◆ **What you need to do**:
Render all of the data below as a numbered list, one line per entry, skipping any blank lines. Leave the pictures out of the answer.

====== Provided information

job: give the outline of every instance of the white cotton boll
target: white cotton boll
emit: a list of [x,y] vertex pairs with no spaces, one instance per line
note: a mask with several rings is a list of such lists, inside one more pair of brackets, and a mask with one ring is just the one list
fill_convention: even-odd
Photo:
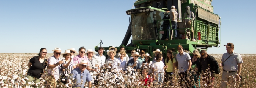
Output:
[[11,82],[14,82],[14,80],[13,79],[12,79],[12,80],[11,80]]

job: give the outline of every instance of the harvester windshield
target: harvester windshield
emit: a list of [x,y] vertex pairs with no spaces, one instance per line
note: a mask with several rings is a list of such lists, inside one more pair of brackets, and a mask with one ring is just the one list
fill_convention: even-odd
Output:
[[153,12],[131,14],[133,40],[156,39],[153,17]]

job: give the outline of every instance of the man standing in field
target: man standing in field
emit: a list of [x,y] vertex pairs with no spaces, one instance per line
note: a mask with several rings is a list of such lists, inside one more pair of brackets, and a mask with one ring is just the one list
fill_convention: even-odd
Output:
[[106,56],[103,54],[104,52],[104,48],[103,47],[100,47],[99,48],[99,50],[98,50],[98,52],[99,53],[94,55],[92,57],[96,59],[97,64],[99,66],[99,67],[98,68],[99,69],[100,69],[101,66],[105,64]]
[[[178,63],[178,69],[179,69],[179,75],[181,78],[179,80],[185,82],[185,86],[189,88],[189,82],[187,81],[187,74],[189,71],[189,69],[191,67],[192,62],[191,62],[191,58],[188,53],[183,51],[183,48],[181,45],[179,45],[177,48],[179,53],[176,56],[177,61]],[[180,81],[180,82],[182,86],[184,87],[183,84],[181,83],[182,82]]]
[[[60,48],[55,48],[54,50],[52,51],[54,55],[48,59],[48,68],[50,69],[49,71],[49,73],[53,77],[49,79],[49,82],[51,83],[51,86],[55,87],[57,86],[57,81],[59,78],[61,69],[63,61],[59,58],[61,53],[62,52],[61,52]],[[52,70],[54,70],[54,72],[52,72]]]
[[[214,57],[207,54],[205,50],[202,50],[200,52],[200,54],[201,57],[199,60],[200,62],[198,71],[199,73],[201,73],[202,71],[205,73],[210,72],[208,74],[203,75],[202,81],[207,83],[207,86],[212,88],[215,74],[219,74],[220,71],[218,62],[215,60]],[[208,64],[210,65],[208,65]],[[197,78],[199,77],[199,75],[198,75]]]
[[228,82],[232,79],[232,76],[235,77],[237,81],[240,80],[239,76],[243,63],[240,54],[234,51],[234,44],[229,43],[224,46],[226,46],[227,52],[223,54],[221,58],[222,63],[219,64],[220,66],[223,67],[221,88],[227,87],[226,82]]
[[85,48],[83,46],[80,47],[78,50],[79,52],[79,54],[75,56],[73,59],[74,61],[74,63],[78,64],[76,65],[77,68],[79,67],[79,65],[78,64],[80,63],[81,60],[88,61],[88,58],[87,57],[84,56],[84,54],[85,53]]

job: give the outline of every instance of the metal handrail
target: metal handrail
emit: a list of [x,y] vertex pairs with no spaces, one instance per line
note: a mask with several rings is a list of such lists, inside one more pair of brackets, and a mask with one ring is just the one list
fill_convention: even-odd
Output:
[[[192,19],[192,18],[188,18],[188,19]],[[182,19],[182,18],[175,19]],[[159,30],[159,29],[158,28],[158,25],[157,25],[157,30],[158,32],[159,32],[160,31],[171,30],[179,30],[189,29],[189,30],[191,30],[192,31],[192,29],[191,29],[190,28],[182,28],[182,29],[173,29],[172,28],[172,23],[171,23],[172,22],[171,21],[171,20],[170,20],[170,19],[161,19],[161,20],[157,20],[157,22],[156,22],[156,24],[158,24],[158,22],[160,22],[160,21],[161,21],[166,20],[169,20],[169,21],[170,22],[170,27],[171,28],[171,29],[169,29],[162,30]],[[187,35],[187,31],[185,30],[185,35]],[[169,36],[171,36],[170,35],[170,31],[168,31],[168,32],[169,32]],[[159,35],[159,32],[158,32],[158,35]],[[174,32],[173,33],[174,33]],[[172,37],[174,37],[173,36],[174,36],[174,35],[173,35],[174,34],[173,34],[172,35]],[[190,36],[191,36],[191,33],[190,33]],[[159,39],[160,39],[160,36],[159,36],[158,37],[159,37],[159,38],[158,38]],[[170,39],[170,37],[169,37],[169,39]],[[174,39],[175,39],[175,38],[174,38]]]

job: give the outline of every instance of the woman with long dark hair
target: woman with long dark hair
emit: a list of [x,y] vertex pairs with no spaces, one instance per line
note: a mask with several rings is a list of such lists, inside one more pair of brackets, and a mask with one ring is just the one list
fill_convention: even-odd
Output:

============

◆ **Complete output**:
1. job: give the outline of every instance of the white cotton boll
2. target: white cotton boll
3. emit: a list of [x,y] vertex pairs with no spaces, one instance per line
4. note: a mask with several rings is a list of such lists, inside one more pair of brackets, and a mask with one ring is just the one list
5. fill_convention: even-odd
6. Photo:
7. Output:
8. [[11,82],[14,82],[14,80],[13,79],[12,79],[12,80],[11,80]]
9. job: give the outline of every instance of the harvester windshield
10. target: harvester windshield
11. emit: a list of [x,y] vertex pairs with no spaces, one instance per line
12. note: a mask with several rings is a list of such lists, inside one more pair of brackets, and a mask with one ring is just the one list
13. fill_convention: even-odd
14. Output:
15. [[153,12],[131,14],[133,40],[156,39],[153,17]]
16. job: give the outline of every instance of the man standing in field
17. target: man standing in field
18. emit: a list of [x,y] vertex pairs with no spaces, one instance per line
19. note: a mask with several rings is a list of such lists, inside one more pair of brackets, and a mask with one ring is just the one list
20. fill_convention: even-odd
21. Output:
22. [[106,56],[103,54],[104,52],[104,48],[103,47],[100,47],[99,48],[99,50],[98,50],[98,52],[99,53],[94,55],[92,57],[96,59],[97,64],[99,66],[99,67],[98,68],[99,69],[100,69],[101,66],[105,64]]
23. [[[178,63],[178,69],[179,69],[179,75],[181,78],[179,80],[185,82],[185,86],[189,88],[189,82],[187,81],[187,74],[189,71],[189,69],[191,67],[192,62],[191,62],[191,58],[188,53],[183,51],[183,48],[181,45],[179,45],[177,48],[179,53],[176,56],[177,61]],[[180,81],[180,82],[182,86],[184,87],[183,84],[181,83],[182,82]]]
24. [[[60,48],[55,48],[54,50],[52,51],[54,55],[48,59],[48,68],[50,69],[49,71],[49,73],[53,77],[49,79],[49,82],[51,83],[51,86],[55,87],[57,86],[57,81],[59,78],[61,69],[63,61],[59,58],[61,53],[62,52],[61,52]],[[52,70],[54,70],[54,72],[52,72]]]
25. [[[214,57],[207,54],[205,50],[202,50],[200,52],[200,54],[201,57],[199,60],[200,62],[198,71],[199,73],[201,73],[202,71],[205,73],[210,72],[208,74],[203,75],[202,81],[207,83],[207,86],[212,88],[215,74],[219,74],[220,71],[218,62],[215,60]],[[208,64],[210,65],[208,65]],[[197,78],[199,77],[199,75],[198,75]]]
26. [[228,82],[232,79],[232,76],[235,77],[237,81],[240,80],[239,76],[243,63],[240,54],[234,51],[234,44],[229,43],[224,46],[226,46],[227,52],[223,54],[221,58],[222,63],[219,64],[220,66],[223,67],[221,88],[227,87],[226,82]]
27. [[85,48],[83,46],[80,47],[78,50],[79,52],[79,54],[75,56],[73,59],[74,61],[74,63],[78,64],[76,65],[77,68],[79,67],[79,65],[78,64],[80,63],[81,60],[88,61],[88,58],[87,57],[84,56],[84,54],[85,53]]
28. job: give the outline of every instance of the metal handrail
29. target: metal handrail
30. emit: a list of [x,y] vertex pairs with no spaces, one instance per line
31. note: a mask with several rings is a list of such lists, inside one more pair of brackets, and a mask with one ring is just the one list
32. fill_convention: even-odd
33. Output:
34. [[[192,19],[192,18],[188,18],[188,19]],[[182,19],[182,18],[175,19]],[[159,30],[159,29],[158,28],[158,25],[157,25],[157,30],[158,32],[159,32],[160,31],[171,30],[179,30],[189,29],[189,30],[191,30],[192,31],[192,29],[191,29],[190,28],[182,28],[182,29],[173,29],[172,28],[172,23],[171,23],[172,22],[171,21],[171,20],[170,20],[170,19],[161,19],[161,20],[157,20],[157,22],[156,22],[156,24],[158,24],[158,22],[160,22],[160,21],[161,21],[166,20],[169,20],[169,21],[170,22],[170,27],[171,28],[171,29],[169,29],[162,30]],[[187,35],[187,31],[185,30],[185,35]],[[169,36],[171,36],[170,35],[170,31],[168,31],[168,32],[169,32]],[[159,35],[159,32],[158,32],[158,35]],[[174,32],[173,33],[174,33]],[[172,37],[174,37],[173,36],[174,36],[174,35],[173,35],[174,34],[173,34],[172,35]],[[190,36],[191,36],[191,33],[190,33]],[[159,39],[160,39],[160,36],[159,36],[158,37],[159,37],[159,38],[158,38]],[[170,39],[170,37],[169,37],[169,39]],[[174,39],[175,39],[175,38],[174,38]]]
35. job: give the outline of every instance of the woman with long dark hair
36. target: woman with long dark hair
37. emit: a list of [x,y] vertex pairs with no spaces, one instance per line
38. note: a mask with several rings is a list of such lists, inside one more pair of brackets, and a mask with one ring is just the one list
39. fill_convention: even-odd
40. Output:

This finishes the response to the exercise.